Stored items
↓

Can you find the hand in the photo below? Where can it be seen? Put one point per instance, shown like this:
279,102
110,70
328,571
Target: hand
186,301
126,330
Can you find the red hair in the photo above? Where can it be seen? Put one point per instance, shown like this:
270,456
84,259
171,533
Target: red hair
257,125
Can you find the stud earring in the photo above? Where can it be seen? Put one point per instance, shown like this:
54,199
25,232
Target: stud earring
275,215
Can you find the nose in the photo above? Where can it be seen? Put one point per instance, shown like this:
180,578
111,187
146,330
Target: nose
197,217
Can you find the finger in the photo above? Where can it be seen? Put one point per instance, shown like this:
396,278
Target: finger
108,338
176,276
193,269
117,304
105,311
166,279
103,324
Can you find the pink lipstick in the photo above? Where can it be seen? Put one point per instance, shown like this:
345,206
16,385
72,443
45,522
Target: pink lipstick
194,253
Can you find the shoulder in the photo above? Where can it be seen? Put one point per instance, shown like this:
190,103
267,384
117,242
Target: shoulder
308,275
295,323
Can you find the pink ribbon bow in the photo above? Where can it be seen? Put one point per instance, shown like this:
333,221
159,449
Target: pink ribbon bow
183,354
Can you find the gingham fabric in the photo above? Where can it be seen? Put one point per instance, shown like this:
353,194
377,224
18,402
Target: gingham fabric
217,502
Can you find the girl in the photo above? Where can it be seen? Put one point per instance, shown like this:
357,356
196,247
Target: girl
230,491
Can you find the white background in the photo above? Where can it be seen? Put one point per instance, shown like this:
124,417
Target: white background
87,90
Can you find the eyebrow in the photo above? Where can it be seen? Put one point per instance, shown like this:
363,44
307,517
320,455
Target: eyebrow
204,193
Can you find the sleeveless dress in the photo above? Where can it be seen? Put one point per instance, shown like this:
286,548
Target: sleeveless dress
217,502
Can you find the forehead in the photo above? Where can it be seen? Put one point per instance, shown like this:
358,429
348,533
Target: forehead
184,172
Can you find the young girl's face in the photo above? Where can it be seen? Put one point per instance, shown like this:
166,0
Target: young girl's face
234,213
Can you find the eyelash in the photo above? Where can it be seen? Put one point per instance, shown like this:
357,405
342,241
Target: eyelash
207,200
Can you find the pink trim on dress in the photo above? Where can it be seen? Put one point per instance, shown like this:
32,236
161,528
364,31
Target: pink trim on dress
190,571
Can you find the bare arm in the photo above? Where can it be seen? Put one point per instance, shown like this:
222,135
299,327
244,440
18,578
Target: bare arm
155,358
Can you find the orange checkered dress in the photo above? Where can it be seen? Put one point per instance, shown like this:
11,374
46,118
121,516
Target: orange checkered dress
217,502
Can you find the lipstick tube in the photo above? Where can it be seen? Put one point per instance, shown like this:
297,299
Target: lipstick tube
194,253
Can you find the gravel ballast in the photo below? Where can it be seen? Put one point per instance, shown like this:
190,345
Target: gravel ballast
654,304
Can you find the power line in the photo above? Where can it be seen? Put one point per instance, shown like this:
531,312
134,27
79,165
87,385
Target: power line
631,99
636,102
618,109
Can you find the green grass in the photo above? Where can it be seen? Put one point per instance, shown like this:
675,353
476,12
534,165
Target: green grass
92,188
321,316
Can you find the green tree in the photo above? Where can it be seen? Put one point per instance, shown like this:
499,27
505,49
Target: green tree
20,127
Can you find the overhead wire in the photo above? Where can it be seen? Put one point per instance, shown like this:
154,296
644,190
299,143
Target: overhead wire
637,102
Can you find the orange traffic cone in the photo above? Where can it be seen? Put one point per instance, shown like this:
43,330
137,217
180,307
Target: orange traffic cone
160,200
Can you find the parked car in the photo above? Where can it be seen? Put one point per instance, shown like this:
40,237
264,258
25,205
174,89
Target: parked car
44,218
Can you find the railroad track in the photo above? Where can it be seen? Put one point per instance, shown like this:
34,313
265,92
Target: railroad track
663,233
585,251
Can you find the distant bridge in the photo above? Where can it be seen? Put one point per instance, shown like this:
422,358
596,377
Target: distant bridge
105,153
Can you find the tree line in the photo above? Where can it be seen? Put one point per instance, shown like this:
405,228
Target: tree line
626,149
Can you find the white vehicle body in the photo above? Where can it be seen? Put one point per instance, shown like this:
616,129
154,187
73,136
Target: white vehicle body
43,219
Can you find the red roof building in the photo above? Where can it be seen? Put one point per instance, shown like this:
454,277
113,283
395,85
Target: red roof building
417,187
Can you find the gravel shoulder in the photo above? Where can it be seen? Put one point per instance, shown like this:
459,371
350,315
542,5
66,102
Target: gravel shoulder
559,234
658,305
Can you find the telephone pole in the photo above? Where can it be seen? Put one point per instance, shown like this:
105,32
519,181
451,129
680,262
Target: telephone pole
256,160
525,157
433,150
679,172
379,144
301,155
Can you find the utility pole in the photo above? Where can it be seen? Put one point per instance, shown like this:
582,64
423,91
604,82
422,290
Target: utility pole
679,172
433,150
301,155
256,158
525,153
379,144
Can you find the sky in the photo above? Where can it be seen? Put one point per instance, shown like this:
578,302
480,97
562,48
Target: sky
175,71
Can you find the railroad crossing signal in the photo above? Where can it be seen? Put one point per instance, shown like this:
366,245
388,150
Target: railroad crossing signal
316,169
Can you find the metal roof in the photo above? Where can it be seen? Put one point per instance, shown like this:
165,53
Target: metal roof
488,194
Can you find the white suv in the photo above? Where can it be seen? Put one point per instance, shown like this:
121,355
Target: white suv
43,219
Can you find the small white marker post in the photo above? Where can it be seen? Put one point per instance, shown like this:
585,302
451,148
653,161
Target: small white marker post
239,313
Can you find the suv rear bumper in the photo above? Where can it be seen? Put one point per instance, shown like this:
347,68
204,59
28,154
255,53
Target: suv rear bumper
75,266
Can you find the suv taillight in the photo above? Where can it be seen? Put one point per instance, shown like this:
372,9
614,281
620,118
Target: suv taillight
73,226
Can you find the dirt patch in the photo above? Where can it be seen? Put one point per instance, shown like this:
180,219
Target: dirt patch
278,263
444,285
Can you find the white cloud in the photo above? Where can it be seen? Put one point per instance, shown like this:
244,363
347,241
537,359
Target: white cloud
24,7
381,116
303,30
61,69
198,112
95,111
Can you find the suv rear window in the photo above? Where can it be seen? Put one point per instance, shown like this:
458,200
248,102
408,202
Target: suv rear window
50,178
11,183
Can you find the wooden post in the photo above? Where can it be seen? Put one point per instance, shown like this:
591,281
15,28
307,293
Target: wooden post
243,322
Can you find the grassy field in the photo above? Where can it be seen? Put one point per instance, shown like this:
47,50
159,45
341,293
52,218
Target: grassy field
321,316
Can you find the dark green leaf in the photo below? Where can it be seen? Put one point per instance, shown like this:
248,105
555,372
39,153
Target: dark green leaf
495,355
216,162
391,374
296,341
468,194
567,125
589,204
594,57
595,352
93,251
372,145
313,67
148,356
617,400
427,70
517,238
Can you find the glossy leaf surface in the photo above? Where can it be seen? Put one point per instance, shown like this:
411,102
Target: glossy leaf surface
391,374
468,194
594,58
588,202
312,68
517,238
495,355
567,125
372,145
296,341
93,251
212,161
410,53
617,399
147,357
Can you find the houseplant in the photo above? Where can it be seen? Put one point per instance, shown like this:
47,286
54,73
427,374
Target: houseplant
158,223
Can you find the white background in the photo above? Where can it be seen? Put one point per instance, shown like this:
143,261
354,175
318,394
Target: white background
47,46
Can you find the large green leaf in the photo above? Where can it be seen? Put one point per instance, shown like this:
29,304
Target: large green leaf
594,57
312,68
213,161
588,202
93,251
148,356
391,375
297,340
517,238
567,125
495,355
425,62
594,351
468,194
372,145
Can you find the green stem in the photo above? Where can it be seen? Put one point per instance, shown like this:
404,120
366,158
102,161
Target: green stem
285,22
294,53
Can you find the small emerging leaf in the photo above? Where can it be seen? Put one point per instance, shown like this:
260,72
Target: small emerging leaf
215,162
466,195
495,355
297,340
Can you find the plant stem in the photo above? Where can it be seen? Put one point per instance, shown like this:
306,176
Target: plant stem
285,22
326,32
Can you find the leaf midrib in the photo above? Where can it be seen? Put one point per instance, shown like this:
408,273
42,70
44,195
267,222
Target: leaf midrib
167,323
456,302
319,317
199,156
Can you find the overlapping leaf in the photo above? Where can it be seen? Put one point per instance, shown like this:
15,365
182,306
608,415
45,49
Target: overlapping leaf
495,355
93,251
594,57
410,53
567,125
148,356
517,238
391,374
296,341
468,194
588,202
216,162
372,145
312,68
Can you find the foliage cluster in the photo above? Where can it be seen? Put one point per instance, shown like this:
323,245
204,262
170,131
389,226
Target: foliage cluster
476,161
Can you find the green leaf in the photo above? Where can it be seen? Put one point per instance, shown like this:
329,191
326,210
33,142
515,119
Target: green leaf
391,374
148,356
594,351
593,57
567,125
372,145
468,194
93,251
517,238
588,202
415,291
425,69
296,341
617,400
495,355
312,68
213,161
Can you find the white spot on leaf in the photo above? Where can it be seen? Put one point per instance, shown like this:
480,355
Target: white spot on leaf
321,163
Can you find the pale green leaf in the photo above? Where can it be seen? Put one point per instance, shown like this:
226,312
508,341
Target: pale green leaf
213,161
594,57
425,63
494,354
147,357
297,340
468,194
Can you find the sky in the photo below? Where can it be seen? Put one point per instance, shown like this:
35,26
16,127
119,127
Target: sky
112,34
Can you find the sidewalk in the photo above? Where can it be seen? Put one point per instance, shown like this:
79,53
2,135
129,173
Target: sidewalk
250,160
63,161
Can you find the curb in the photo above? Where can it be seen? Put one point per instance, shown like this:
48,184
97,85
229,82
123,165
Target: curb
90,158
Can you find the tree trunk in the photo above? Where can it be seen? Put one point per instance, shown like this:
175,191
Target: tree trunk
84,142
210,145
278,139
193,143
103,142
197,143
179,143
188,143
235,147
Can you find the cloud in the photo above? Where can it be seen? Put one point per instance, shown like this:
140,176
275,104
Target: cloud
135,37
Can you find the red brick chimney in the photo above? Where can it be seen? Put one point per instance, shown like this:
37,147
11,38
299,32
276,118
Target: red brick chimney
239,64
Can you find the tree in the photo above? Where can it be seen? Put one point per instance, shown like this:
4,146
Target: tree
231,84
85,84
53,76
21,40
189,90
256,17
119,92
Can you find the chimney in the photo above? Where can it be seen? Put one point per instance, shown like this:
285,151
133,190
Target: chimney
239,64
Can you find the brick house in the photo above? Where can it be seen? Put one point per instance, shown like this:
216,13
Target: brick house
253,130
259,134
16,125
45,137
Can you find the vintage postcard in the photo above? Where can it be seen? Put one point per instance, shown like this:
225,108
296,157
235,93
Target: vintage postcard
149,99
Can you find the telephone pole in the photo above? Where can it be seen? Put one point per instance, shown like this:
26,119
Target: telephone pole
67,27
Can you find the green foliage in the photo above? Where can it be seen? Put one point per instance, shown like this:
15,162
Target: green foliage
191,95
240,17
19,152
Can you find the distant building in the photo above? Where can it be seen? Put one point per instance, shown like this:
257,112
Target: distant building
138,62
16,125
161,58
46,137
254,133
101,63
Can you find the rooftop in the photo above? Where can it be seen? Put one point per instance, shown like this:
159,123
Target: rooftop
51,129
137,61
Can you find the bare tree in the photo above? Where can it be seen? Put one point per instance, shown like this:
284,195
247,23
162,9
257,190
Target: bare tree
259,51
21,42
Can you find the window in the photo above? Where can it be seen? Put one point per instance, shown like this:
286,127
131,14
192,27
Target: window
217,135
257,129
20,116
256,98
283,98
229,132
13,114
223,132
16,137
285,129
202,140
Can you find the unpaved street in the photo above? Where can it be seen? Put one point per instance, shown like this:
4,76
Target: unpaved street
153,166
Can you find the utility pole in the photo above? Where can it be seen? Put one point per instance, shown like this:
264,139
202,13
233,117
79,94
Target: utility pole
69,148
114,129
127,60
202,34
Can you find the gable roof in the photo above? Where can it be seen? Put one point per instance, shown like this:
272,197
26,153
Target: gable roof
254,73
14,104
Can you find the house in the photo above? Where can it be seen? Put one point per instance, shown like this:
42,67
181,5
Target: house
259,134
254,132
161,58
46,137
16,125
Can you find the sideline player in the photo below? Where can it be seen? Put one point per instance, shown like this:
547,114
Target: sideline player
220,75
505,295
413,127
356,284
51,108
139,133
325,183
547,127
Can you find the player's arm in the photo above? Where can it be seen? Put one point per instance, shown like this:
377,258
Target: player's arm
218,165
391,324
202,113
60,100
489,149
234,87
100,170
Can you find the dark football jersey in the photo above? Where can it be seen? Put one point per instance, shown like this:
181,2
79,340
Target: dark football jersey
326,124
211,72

↑

# [Prompt]
Your task is to write out the lines from the one with "Can you find the window" through the end of the records, exactly and with nothing added.

# [Worked solution]
Can you find the window in the photo above? Where can it be seen? Put one point per instance, shown like this:
286,127
131,14
192,27
Target: window
217,135
257,129
20,116
256,98
283,98
229,132
13,114
223,132
16,137
285,129
202,140
Can you find the unpaved street in the photo above? Where can it be seen? Put one point per instance, shown like this:
4,76
Target: unpaved street
153,166
Can you find the utility pole in the photo above? Where can it be seen? Put one point per instance, shown like this:
264,139
202,13
233,117
79,94
Target: utility pole
69,148
114,129
127,60
202,34
Can you find the gable roof in the photo above? Where can it be seen? Put one point per instance, shown like this:
272,197
26,153
Target: gable roof
254,73
14,104
Can you find the house in the photo above? Where can it be seen? Put one point per instance, shown like this:
42,67
181,5
Target: house
259,134
254,132
161,58
46,137
16,125
Can you find the sideline player in the photo below? Where can it be seen? Put one point per instance, shown like this:
547,114
Target: sideline player
220,75
505,295
413,127
356,284
51,108
139,133
325,183
547,127
Can you find the player's arm in the photo above? Where can it be seen? Put one point per instance, shown like this:
377,258
Target: player's arm
218,165
391,324
202,113
60,100
489,149
234,87
100,170
Can you find the dark football jersey in the photo above? Where can it be seen? Put one point per instance, shown like this:
181,2
79,340
Target: dark football jersey
326,124
211,72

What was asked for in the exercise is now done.